#### REQUIRED WORK
Please reproduce all of the listing below exactly and drop its images.

------------

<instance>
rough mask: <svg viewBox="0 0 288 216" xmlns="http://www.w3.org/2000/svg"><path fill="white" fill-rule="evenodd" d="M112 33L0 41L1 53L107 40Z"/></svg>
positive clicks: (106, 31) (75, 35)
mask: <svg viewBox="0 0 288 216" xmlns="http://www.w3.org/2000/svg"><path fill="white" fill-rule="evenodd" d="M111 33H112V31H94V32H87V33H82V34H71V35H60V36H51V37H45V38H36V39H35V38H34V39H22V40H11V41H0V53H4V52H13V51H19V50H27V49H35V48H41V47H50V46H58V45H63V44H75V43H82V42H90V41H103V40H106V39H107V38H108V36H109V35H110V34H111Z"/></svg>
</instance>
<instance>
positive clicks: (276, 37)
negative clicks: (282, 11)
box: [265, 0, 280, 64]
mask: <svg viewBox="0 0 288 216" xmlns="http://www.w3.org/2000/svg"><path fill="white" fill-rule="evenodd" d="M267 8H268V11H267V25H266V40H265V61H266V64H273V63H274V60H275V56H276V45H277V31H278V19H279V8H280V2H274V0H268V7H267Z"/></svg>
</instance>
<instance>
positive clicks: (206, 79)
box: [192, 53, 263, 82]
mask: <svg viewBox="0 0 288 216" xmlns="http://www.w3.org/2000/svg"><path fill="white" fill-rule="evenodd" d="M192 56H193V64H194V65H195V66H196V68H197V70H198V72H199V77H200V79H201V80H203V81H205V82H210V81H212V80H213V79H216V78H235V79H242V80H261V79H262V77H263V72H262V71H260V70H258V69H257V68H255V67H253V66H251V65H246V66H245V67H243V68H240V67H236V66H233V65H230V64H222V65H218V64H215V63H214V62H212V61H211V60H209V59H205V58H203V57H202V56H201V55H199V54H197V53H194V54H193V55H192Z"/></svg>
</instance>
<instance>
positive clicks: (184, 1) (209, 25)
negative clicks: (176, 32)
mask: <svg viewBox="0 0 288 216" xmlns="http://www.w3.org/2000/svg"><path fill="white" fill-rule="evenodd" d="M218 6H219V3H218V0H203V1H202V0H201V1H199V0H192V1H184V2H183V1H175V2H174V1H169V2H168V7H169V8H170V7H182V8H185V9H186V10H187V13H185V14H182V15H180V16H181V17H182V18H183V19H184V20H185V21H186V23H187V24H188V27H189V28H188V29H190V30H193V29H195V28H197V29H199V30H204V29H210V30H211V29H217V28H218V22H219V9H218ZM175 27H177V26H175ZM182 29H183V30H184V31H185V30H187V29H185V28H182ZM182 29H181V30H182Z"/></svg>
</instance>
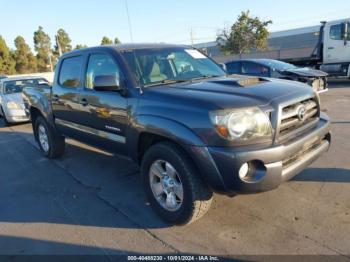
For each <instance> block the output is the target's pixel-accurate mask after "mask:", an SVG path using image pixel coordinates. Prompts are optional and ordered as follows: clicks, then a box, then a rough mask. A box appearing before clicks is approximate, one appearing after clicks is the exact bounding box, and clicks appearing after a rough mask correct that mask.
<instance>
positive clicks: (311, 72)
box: [281, 67, 328, 77]
mask: <svg viewBox="0 0 350 262" xmlns="http://www.w3.org/2000/svg"><path fill="white" fill-rule="evenodd" d="M285 72H286V73H292V74H296V75H298V76H305V77H325V76H328V74H327V73H325V72H323V71H320V70H316V69H312V68H308V67H303V68H293V69H287V70H284V71H282V72H281V73H282V74H283V73H285Z"/></svg>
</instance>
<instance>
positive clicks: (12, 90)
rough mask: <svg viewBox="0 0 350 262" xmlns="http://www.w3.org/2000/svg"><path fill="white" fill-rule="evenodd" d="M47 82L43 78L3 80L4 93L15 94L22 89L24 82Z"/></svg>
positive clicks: (33, 82)
mask: <svg viewBox="0 0 350 262" xmlns="http://www.w3.org/2000/svg"><path fill="white" fill-rule="evenodd" d="M44 82H45V83H48V82H47V81H46V80H45V79H26V80H13V81H6V82H4V94H15V93H21V92H22V91H23V86H25V85H26V84H42V83H44Z"/></svg>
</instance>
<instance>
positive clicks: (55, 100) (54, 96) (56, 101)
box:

------------

#### RESPONSE AREA
<instance>
rough mask: <svg viewBox="0 0 288 216" xmlns="http://www.w3.org/2000/svg"><path fill="white" fill-rule="evenodd" d="M112 33L0 41L1 53L107 40Z"/></svg>
positive clicks: (106, 31) (75, 35)
mask: <svg viewBox="0 0 288 216" xmlns="http://www.w3.org/2000/svg"><path fill="white" fill-rule="evenodd" d="M111 33H112V31H94V32H87V33H82V34H71V35H60V36H51V37H45V38H36V39H35V38H34V39H22V40H11V41H0V53H4V52H13V51H19V50H27V49H35V48H41V47H50V46H58V45H63V44H75V43H82V42H90V41H103V40H106V39H107V38H108V36H109V35H110V34H111Z"/></svg>
</instance>
<instance>
positive clicks: (276, 37)
negative clicks: (282, 11)
box: [265, 0, 280, 64]
mask: <svg viewBox="0 0 288 216" xmlns="http://www.w3.org/2000/svg"><path fill="white" fill-rule="evenodd" d="M267 8H268V11H267V25H266V40H265V61H266V64H273V63H274V60H275V56H276V45H277V31H278V19H279V8H280V2H274V0H268V7H267Z"/></svg>
</instance>
<instance>
positive clicks: (206, 79)
box: [192, 53, 263, 82]
mask: <svg viewBox="0 0 288 216" xmlns="http://www.w3.org/2000/svg"><path fill="white" fill-rule="evenodd" d="M192 56H193V64H194V65H195V66H196V68H197V70H198V72H199V77H200V79H201V80H203V81H205V82H210V81H212V80H213V79H216V78H235V79H242V80H261V79H262V77H263V72H262V71H260V70H258V69H257V68H255V67H253V66H251V65H246V66H245V67H243V68H240V67H236V66H233V65H230V64H222V65H218V64H215V63H214V62H212V61H211V60H209V59H205V58H203V57H202V56H201V55H199V54H197V53H194V54H193V55H192Z"/></svg>
</instance>
<instance>
positive clicks: (184, 1) (209, 25)
negative clicks: (176, 32)
mask: <svg viewBox="0 0 288 216" xmlns="http://www.w3.org/2000/svg"><path fill="white" fill-rule="evenodd" d="M218 6H219V3H218V0H203V1H202V0H201V1H199V0H192V1H184V2H183V1H175V2H174V1H169V2H168V7H169V8H170V7H182V8H185V9H186V10H187V13H185V14H182V15H180V16H181V17H182V18H183V19H184V20H185V21H186V23H187V24H188V27H189V28H188V29H190V30H193V29H195V28H197V29H199V30H204V29H210V30H211V29H217V28H218V22H219V9H218ZM175 27H177V26H175ZM182 29H183V30H184V31H185V30H187V29H185V28H182ZM182 29H181V30H182Z"/></svg>
</instance>
For each <instance> block the output is the target's pixel-accurate mask after "mask:", an SVG path using image pixel coordinates. Prompts are optional and ordered as follows: clicks, then a box, then a rough mask. A box appearing before clicks is approximate, one appearing after clicks is the exact bounding box, and clicks appearing after a rough mask correct that mask.
<instance>
positive clicks: (311, 72)
box: [281, 67, 328, 77]
mask: <svg viewBox="0 0 350 262" xmlns="http://www.w3.org/2000/svg"><path fill="white" fill-rule="evenodd" d="M285 72H286V73H292V74H296V75H298V76H305V77H325V76H328V74H327V73H325V72H323V71H320V70H316V69H312V68H308V67H303V68H293V69H287V70H284V71H282V72H281V73H282V74H283V73H285Z"/></svg>
</instance>
<instance>
positive clicks: (12, 90)
rough mask: <svg viewBox="0 0 350 262" xmlns="http://www.w3.org/2000/svg"><path fill="white" fill-rule="evenodd" d="M47 82L43 78L3 80L4 93L15 94L22 89L24 82Z"/></svg>
positive clicks: (33, 82)
mask: <svg viewBox="0 0 350 262" xmlns="http://www.w3.org/2000/svg"><path fill="white" fill-rule="evenodd" d="M44 82H45V83H48V82H47V81H46V80H45V79H26V80H13V81H6V82H4V94H15V93H21V92H22V91H23V86H25V85H26V84H42V83H44Z"/></svg>
</instance>
<instance>
positive clicks: (55, 100) (54, 96) (56, 101)
box:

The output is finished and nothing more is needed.